- **CHALLENGES**
1. Answer these questions using the passage on the CIA and Venezuela:
(a) According to Bolton, what event still traumatizes part of the intelligence community?
(b) Who is named as CIA director?
(c) From about what year does the passage say the CIA had apparently never updated its playbook?
2. Write out the passage on the CIA and Venezuela word for word, starting at "There was resistance" and ending at "declined to comment.".

- **PASSAGE**
::::::::::

This tactic might have been O.K. in the era of velvet revolutions in the early aughts, but to try that as a strategy, after Venezuelans had been protesting, and voting, and protesting and voting, over and over again for 15 or 20 years, never getting a different result, was inexcusable, a sign of an agency frozen in time. It most certainly was not a problem of poor goobers not understanding democracy.
It was a problem of who counts the votes, and a bigger problem of a CIA that had no idea what was going on, having never updated their playbook from apparently about 2005. It was indeed stupid and lazy.
It was actually worse than that. Bolton, speaking to Wired said there were a lot of them who didn't consider Venezuela an enemy, who were actually aligned with Venezuela, Cuba, or its admirers, which certainly would explain why they took as a given that Venezuela would fairly count its votes. (Sound like any other places you know?) No such thing as a fraud election, as electoral fraud is 'exceedingly rare,' right?
There was resistance all over because so many of them were leftists with a secret crush on the dirty dictatorship and its vile allies:
To some Trump-era officials, CIA executives—including CIA director Gina Haspel—were clearly opposed to the administration’s directive. Haspel “never bought into doing anything aggressive in Venezuela because she was still of the mind that we were ugly Americans,” says a senior Trump-era official. Haspel declined to comment.
"Part of the intelligence community is still traumatized by the Bay of Pigs invasion and failure. That's number one,” Bolton says. “Number two, other parts of it are still traumatized by the Obama administration view that we have no enemies in Latin America. Castro regime's OK. Chavez-Maduro regime's OK. They're not really threats. Ortega and Nicaragua was not really a threat. That wasn't my view."

::::::::::

[Dataset records about object locations]

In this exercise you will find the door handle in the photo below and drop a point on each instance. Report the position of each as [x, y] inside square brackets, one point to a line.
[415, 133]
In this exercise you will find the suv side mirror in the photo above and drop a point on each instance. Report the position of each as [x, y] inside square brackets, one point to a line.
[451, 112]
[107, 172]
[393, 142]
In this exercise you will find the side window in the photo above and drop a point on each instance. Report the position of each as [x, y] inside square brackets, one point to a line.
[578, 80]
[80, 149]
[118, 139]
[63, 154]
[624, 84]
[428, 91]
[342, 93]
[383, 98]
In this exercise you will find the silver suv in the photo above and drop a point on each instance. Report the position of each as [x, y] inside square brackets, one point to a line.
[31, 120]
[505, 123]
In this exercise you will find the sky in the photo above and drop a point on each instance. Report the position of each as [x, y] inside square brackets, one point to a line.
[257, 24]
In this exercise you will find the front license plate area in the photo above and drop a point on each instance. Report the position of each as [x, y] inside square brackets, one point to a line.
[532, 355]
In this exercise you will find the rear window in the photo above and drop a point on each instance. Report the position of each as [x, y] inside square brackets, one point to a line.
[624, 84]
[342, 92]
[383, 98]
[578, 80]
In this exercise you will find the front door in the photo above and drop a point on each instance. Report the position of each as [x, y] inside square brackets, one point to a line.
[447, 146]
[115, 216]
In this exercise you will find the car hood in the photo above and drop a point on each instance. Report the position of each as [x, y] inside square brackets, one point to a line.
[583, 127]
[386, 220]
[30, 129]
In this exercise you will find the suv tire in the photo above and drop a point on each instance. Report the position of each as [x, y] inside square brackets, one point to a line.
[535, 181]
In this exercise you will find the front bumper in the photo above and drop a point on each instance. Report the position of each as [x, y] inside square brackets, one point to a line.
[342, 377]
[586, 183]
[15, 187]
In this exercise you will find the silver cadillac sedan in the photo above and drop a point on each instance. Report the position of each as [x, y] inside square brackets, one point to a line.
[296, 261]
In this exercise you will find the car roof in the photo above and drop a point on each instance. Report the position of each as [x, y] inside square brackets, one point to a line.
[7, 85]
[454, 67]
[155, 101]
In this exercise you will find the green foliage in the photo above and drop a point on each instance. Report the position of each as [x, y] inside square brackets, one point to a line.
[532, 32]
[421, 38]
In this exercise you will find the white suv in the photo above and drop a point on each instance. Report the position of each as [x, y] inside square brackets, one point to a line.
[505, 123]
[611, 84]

::::::::::

- **ANSWERS FOR THIS EXERCISE**
1.
(a) The Bay of Pigs invasion and failure.
(b) Gina Haspel.
(c) About 2005.

2.
There was resistance all over because so many of them were leftists with a secret crush on the dirty dictatorship and its vile allies:
To some Trump-era officials, CIA executives—including CIA director Gina Haspel—were clearly opposed to the administration’s directive. Haspel “never bought into doing anything aggressive in Venezuela because she was still of the mind that we were ugly Americans,” says a senior Trump-era official. Haspel declined to comment.